Passage provided
Asymptotic analysis of chaotic particle sedimentation and trapping in the vicinity of a vertical upward streamline

TL;DR

This paper analyzes how flow topology and unsteadiness influence chaotic particle trapping and sedimentation, revealing conditions for the formation and breaking of retention zones using asymptotic and Melnikov's methods.

Contribution

It introduces a novel asymptotic analysis of particle trajectories near upward streamlines, identifying conditions for retention zone formation and chaos in sedimentation.

Findings

Retention zones form near upward streamlines with local velocity maxima.

Weak flow unsteadiness can induce chaotic particle trapping.

Conditions for separatrix splitting and chaos are predicted by Melnikov's method.

Abstract

The sedimentation of a heavy Stokes particle in a laminar plane or axisymmetric flow is investigated by means of asymptotic methods. We focus on the occurrence of Stommel's retention zones, and on the splitting of their separatrices. The goal of this paper is to analyze under which conditions these retention zones can form, and under which conditions they can break and induce chaotic particle settling. The terminal velocity of the particle in still fluid is of the order of the typical velocity of the flow, and the particle response time is much smaller than the typical flow time-scale. It is observed that if the flow is steady and has an upward streamline where the vertical velocity has a strict local maximum, then inertialess particle trajectories can take locally the form of elliptic Stommel cells, provided the particle terminal velocity is close enough to the local peak flow velocity. These structures only depend on the local flow topology and do not require the flow to have closed streamlines or stagnation points. If, in addition, the flow is submitted to a weak time-periodic perturbation, classical expansions enable one to write the particle dynamics as a hamiltonian system with one degree of freedom, plus a perturbation containing both the dissipative terms of the particle motion equation and the flow unsteadiness. Melnikov's method therefore provides accurate criteria to predict the splitting of the separatrices of the elliptic cell mentioned above, leading to chaotic particle trapping and chaotic settling. The effect of particle inertia and flow unsteadiness on the occurrence of simple zeros in Melnikov's function is discussed. Particle motion in a plane cellular flow and in a vertical pipe is then investigated to illustrate these results.

Data to examine
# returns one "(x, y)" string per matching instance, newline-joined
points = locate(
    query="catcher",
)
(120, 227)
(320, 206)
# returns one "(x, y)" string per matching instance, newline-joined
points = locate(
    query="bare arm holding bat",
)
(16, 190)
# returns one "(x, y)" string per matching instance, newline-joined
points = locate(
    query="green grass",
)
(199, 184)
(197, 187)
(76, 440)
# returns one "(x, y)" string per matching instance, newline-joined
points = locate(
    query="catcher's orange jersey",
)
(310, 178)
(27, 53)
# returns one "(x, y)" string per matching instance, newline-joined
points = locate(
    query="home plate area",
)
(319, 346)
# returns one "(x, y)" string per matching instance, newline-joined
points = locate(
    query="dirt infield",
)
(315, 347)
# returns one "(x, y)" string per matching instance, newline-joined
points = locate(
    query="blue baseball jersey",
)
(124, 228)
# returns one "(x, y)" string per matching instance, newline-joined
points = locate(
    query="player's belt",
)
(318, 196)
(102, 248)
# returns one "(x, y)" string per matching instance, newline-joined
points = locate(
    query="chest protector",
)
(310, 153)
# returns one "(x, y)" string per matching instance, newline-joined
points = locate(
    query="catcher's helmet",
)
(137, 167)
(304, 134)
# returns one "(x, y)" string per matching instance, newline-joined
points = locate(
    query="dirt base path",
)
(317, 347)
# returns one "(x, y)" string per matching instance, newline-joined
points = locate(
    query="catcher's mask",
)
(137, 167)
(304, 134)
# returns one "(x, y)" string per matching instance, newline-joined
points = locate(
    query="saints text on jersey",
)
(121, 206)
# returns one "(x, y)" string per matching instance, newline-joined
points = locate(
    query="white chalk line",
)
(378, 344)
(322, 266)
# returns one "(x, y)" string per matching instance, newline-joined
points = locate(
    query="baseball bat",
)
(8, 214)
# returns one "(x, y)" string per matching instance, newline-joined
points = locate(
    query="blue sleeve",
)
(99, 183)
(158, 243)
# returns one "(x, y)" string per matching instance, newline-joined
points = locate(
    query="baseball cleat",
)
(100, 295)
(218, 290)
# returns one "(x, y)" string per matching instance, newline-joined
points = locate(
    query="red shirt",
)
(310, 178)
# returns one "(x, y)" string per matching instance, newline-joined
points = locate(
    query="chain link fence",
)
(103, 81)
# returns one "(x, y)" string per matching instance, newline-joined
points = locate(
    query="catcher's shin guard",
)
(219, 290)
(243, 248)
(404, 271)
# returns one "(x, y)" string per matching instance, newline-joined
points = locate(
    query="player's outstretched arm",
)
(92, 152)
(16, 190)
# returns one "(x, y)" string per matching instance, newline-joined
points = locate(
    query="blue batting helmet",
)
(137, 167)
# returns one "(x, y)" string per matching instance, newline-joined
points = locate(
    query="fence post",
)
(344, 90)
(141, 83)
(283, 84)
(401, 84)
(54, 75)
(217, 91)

* * *

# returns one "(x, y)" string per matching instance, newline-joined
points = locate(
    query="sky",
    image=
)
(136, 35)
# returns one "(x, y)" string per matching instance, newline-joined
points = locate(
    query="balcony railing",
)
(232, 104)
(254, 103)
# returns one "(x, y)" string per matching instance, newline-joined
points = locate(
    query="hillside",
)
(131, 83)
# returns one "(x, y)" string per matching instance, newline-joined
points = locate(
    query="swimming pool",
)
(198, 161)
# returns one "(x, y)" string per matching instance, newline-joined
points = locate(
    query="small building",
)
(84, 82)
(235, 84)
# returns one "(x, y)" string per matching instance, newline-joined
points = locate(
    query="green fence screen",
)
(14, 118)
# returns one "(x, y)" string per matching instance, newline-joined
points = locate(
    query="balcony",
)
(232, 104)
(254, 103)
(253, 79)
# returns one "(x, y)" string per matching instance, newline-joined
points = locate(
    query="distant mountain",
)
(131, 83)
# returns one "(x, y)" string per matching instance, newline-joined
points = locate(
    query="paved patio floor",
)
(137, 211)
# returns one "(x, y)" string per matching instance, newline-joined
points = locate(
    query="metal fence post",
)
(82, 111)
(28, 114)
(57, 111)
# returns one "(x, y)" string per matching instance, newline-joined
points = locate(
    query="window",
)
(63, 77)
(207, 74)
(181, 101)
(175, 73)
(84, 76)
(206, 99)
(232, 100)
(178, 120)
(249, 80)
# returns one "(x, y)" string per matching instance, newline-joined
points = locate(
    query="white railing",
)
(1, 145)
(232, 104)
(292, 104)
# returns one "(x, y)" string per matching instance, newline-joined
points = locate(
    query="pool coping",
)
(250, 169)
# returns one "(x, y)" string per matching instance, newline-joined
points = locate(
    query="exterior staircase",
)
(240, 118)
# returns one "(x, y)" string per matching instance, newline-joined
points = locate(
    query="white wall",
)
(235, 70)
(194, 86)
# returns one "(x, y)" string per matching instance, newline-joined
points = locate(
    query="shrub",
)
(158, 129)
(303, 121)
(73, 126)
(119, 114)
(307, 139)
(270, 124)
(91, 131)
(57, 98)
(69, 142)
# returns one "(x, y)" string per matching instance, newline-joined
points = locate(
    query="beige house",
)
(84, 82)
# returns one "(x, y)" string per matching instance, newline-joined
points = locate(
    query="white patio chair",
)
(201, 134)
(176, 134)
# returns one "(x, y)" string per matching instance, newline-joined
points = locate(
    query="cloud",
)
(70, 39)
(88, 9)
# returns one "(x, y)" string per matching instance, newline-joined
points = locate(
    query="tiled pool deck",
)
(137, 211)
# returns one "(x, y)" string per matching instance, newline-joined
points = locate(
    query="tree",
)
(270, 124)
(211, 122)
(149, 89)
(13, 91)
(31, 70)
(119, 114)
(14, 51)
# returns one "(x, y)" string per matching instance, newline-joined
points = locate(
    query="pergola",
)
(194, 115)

Aim of the exercise
Using the particle sedimentation text, answer:
1. Near what kind of streamlines do retention zones form, according to its findings?
2. How does the particle response time compare with the typical flow time-scale?
3. In which two settings is particle motion investigated to illustrate the results?
The records have no connection to the particle sedimentation text.

Finished task
1. Upward streamlines with local velocity maxima.
2. It is much smaller than the typical flow time-scale.
3. A plane cellular flow and a vertical pipe.